▶ _EXTRAIT DU TEXTE_
La symétrie est sinistre, mais l'administration Obama, qui a donné carte blanche à Israël dans le cas de Gaza, fait de même avec les bouchers de Lougansk. Il y a même une diversion au programme. M. Obama se demandait s'il valait mieux larguer sur les brutes du Calife de l'État islamique en Irak des bombes ou un peu d'aide humanitaire. Il a choisi d'effectuer (peut-être) des frappes « limitées » et sans doute des parachutages moins limités d'eau et de vivres [4].

Soyons clairs. Pour le gouvernement étatsunien, « il y a peut-être une catastrophe humanitaire » sur le mont Sinjar en Irak, touchant 40 000 personnes. Quant aux 730 000 Ukrainiens de l'est, ils ont le droit inaliénable d'être pilonnés, bombardés, frappés du haut des airs et transformés en réfugiés.

La nouvelle Somalie

Les lignes rouges de Moscou sont assez explicites : l'Otan n'a pas sa place en Ukraine ; la Crimée fait partie de la Russie ; il ne veut pas de troupes étasuniennes près des frontières russes ; la protection pleine et entière de l'identité culturelle russe dans le sud et l'est de l'Ukraine doit être assurée.

Mais la véritable crise humanitaire (que Washington écarte) est une toute autre paire de manches. Les forces armées de Kiev ne sont pas équipées pour mener une guerre urbaine prolongée. En supposant que ces forces armées - un ramassis de militaires de métier, d'escadrons de la terreur et de la mort financés par des oligarques, de gardes nationaux ukrainiens « volontaires » infestés de néo-nazis et de mercenaires étrangers formés par les États-Unis - décident de se lancer dans un carnage pour prendre Donetsk et Lougansk, Moscou devra sans doute reconsidérer ce que le personnel de l'Otan qualifie « d'intervention terrestre limitée » en Ukraine.

▶ _CONTENU DES DONNÉES_
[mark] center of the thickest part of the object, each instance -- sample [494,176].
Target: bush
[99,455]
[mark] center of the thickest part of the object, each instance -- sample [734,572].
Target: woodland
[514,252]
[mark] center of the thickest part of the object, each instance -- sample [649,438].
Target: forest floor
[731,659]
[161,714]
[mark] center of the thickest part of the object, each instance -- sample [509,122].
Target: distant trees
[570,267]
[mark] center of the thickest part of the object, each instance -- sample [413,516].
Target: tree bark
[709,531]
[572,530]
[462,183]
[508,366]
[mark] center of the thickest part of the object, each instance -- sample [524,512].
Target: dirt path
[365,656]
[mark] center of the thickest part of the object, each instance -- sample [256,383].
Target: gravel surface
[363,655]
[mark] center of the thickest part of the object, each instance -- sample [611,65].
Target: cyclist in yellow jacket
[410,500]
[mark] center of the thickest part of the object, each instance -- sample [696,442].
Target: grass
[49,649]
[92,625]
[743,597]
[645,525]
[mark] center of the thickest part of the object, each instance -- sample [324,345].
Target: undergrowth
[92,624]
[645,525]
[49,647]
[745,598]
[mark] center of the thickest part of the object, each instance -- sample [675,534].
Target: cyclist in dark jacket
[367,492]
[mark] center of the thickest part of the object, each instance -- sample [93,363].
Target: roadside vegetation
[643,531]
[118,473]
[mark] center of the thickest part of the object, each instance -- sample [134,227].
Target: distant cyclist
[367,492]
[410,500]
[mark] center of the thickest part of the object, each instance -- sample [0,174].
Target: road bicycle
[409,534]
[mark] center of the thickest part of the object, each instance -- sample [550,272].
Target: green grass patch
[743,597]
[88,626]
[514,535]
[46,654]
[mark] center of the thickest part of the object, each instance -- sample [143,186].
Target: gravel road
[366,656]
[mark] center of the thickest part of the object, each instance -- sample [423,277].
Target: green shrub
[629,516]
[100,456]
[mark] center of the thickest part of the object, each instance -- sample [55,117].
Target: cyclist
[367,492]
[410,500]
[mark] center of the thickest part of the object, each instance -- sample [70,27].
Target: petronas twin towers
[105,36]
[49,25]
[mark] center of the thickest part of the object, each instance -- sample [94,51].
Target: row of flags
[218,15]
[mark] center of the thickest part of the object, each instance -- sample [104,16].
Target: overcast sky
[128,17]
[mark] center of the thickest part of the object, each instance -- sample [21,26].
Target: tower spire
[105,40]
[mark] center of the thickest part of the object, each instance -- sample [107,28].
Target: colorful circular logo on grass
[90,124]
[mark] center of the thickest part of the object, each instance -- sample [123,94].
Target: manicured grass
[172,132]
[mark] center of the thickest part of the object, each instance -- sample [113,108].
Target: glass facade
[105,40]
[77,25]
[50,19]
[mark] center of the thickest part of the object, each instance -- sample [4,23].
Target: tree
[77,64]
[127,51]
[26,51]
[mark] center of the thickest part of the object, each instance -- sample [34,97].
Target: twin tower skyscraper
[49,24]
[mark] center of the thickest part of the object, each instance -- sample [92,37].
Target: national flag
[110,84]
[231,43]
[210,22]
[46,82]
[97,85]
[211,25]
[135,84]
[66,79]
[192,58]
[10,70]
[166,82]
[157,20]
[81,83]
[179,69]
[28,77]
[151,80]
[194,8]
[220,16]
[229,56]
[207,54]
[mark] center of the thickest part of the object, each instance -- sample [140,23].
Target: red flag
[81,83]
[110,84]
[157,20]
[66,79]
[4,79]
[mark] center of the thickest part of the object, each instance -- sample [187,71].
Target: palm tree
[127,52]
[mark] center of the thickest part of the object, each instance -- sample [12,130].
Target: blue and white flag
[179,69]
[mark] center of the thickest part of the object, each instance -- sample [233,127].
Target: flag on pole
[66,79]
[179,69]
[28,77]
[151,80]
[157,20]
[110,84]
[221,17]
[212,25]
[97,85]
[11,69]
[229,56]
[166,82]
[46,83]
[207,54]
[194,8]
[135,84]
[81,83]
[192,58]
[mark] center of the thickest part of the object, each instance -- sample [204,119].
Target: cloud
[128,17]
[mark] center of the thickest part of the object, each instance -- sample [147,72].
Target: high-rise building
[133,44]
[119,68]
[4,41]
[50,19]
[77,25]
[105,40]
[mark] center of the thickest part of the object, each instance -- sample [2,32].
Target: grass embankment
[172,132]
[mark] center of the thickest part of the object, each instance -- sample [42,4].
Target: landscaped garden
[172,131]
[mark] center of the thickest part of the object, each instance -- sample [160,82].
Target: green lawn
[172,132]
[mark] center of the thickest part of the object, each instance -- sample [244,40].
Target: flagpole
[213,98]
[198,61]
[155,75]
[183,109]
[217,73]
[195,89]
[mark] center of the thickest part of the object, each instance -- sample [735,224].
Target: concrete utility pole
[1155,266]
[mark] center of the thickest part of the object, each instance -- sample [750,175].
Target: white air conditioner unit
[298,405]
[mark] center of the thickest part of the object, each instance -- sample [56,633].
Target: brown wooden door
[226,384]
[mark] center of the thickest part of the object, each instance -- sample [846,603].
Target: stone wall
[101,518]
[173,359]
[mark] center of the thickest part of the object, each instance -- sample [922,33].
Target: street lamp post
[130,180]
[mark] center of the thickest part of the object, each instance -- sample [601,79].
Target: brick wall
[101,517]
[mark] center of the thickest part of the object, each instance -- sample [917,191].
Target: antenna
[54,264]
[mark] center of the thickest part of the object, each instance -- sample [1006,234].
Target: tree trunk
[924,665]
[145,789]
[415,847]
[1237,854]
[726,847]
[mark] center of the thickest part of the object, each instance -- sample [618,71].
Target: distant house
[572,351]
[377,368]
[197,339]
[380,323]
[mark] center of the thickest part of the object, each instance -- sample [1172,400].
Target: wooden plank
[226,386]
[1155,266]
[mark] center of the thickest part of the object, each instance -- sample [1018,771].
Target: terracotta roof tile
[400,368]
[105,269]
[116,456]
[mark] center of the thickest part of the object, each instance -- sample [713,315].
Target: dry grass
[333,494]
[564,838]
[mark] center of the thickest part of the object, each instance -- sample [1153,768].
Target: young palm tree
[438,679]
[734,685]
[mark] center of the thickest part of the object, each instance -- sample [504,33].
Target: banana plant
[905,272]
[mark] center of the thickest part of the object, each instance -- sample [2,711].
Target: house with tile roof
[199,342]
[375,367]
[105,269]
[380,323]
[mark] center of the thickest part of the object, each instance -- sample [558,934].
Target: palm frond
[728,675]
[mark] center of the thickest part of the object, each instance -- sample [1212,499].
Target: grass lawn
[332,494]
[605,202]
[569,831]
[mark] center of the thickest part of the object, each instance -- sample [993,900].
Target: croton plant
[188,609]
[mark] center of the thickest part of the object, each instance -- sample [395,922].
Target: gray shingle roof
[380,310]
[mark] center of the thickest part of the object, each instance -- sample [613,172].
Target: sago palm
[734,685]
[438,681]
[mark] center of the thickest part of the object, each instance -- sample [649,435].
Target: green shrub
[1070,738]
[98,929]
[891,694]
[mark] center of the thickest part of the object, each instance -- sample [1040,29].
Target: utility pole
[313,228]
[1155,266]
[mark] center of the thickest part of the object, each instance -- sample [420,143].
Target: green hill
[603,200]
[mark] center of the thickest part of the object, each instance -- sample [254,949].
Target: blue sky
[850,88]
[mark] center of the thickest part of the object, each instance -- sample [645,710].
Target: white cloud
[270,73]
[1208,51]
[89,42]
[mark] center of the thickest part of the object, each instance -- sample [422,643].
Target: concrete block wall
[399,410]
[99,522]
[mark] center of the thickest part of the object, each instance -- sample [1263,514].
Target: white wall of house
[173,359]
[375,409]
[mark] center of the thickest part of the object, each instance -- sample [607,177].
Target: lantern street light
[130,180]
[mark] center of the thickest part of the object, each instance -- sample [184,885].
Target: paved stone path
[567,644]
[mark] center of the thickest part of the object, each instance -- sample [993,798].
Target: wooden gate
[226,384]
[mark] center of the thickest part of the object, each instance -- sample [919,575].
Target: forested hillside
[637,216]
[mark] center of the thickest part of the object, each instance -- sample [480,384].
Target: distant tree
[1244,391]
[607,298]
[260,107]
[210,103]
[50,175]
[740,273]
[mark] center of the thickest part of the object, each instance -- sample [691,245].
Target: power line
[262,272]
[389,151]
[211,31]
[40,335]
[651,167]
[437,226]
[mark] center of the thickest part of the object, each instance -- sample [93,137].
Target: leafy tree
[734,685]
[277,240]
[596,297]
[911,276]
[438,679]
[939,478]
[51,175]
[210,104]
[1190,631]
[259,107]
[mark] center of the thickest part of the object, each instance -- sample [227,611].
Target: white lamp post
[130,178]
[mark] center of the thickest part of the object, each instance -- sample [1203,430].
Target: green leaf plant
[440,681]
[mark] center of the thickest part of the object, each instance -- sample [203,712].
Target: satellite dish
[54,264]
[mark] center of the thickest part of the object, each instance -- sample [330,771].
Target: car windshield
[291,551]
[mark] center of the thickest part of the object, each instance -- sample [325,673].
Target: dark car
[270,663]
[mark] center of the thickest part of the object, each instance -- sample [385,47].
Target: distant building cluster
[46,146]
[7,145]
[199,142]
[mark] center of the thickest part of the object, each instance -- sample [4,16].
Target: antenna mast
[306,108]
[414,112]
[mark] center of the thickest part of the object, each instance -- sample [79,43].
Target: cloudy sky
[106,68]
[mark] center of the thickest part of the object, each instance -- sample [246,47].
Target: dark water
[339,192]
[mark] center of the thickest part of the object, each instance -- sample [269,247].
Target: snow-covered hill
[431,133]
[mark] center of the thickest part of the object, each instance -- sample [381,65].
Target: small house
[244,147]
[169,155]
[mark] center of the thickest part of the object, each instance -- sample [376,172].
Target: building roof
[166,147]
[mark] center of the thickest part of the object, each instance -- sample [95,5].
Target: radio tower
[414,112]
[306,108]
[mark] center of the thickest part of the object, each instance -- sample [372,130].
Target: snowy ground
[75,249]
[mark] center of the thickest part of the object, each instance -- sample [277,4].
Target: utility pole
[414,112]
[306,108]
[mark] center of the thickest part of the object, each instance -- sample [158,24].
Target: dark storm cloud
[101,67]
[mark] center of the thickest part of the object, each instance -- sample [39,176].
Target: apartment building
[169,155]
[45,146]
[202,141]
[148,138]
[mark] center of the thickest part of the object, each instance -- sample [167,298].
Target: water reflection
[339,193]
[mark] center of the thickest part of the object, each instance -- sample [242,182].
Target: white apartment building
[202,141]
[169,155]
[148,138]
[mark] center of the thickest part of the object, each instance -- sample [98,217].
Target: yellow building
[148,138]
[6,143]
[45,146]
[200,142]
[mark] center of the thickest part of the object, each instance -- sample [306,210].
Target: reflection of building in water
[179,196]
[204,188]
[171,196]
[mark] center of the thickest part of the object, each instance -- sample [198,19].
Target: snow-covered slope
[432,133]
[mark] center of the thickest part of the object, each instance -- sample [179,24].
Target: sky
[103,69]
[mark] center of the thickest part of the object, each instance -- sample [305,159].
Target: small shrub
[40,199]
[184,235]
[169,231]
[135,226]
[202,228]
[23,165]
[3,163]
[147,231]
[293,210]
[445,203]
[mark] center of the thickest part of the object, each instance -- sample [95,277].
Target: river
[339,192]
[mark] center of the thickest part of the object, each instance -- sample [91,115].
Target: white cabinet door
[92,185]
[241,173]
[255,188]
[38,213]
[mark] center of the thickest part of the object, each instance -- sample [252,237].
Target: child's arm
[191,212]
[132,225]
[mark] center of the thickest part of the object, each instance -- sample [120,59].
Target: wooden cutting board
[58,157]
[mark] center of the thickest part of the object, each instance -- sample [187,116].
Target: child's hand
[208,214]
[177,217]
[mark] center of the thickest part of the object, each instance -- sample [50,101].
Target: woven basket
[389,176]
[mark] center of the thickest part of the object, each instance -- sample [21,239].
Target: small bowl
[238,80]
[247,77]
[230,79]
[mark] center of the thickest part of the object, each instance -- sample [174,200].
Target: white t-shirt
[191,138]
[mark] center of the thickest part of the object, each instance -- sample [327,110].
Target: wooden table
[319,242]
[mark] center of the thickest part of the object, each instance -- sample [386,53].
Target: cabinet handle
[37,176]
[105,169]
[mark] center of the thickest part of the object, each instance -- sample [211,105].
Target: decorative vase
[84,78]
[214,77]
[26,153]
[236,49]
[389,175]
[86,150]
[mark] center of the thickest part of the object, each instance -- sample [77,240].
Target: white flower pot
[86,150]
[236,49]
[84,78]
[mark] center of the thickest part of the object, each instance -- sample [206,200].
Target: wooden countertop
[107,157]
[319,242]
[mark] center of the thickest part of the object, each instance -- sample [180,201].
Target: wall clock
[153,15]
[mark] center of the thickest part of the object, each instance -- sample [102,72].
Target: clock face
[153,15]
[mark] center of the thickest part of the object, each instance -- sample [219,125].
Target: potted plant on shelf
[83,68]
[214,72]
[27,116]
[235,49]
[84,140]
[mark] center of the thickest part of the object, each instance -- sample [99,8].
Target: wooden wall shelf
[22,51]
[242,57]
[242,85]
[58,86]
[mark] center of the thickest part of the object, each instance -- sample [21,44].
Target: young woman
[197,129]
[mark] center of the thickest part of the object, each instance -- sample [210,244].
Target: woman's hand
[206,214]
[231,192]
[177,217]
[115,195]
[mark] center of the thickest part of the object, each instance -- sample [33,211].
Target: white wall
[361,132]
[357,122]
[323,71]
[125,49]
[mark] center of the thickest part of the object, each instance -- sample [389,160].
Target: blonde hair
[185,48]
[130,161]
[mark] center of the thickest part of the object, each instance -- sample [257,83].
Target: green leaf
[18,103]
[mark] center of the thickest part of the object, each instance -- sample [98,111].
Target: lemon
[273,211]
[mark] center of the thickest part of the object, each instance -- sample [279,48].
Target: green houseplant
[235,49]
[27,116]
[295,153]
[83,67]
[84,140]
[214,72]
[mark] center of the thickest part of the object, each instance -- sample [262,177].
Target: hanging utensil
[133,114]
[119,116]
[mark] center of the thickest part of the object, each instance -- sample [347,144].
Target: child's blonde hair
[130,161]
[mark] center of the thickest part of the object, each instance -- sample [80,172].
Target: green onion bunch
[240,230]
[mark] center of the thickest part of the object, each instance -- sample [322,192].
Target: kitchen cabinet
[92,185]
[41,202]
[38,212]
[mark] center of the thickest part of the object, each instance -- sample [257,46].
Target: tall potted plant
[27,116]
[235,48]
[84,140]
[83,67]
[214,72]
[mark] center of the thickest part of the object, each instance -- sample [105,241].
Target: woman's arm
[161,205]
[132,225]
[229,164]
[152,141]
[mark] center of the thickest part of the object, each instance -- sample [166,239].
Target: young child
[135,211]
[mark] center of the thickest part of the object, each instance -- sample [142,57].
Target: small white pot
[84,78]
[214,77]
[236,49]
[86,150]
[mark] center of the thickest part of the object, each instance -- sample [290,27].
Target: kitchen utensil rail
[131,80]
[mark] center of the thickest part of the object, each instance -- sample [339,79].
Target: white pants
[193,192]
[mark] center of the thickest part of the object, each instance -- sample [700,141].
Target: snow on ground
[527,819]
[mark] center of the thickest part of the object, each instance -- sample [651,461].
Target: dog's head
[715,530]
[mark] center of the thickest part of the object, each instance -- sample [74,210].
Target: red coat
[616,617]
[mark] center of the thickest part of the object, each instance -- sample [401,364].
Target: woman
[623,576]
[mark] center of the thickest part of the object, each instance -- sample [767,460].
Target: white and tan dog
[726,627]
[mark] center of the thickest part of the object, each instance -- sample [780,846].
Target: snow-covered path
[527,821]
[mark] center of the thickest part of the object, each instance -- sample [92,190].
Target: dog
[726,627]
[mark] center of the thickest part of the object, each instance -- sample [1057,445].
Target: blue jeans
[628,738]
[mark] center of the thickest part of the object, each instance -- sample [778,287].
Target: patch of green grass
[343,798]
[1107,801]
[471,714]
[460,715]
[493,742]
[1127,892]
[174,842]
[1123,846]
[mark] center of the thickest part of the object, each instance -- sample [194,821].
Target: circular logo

▶ _À FAIRE_
1. Traduisez en anglais la phrase suivante de l'extrait : « Les forces armées de Kiev ne sont pas équipées pour mener une guerre urbaine prolongée. »
2. Dressez la liste complète des lignes rouges de Moscou que l'extrait énumère.

▶ _RÉPONSES COMPLÈTES_
1. Kyiv's armed forces are not equipped to wage a prolonged urban war.

2.
- L'Otan n'a pas sa place en Ukraine.
- La Crimée fait partie de la Russie.
- Pas de troupes étasuniennes près des frontières russes.
- La protection pleine et entière de l'identité culturelle russe dans le sud et l'est de l'Ukraine doit être assurée.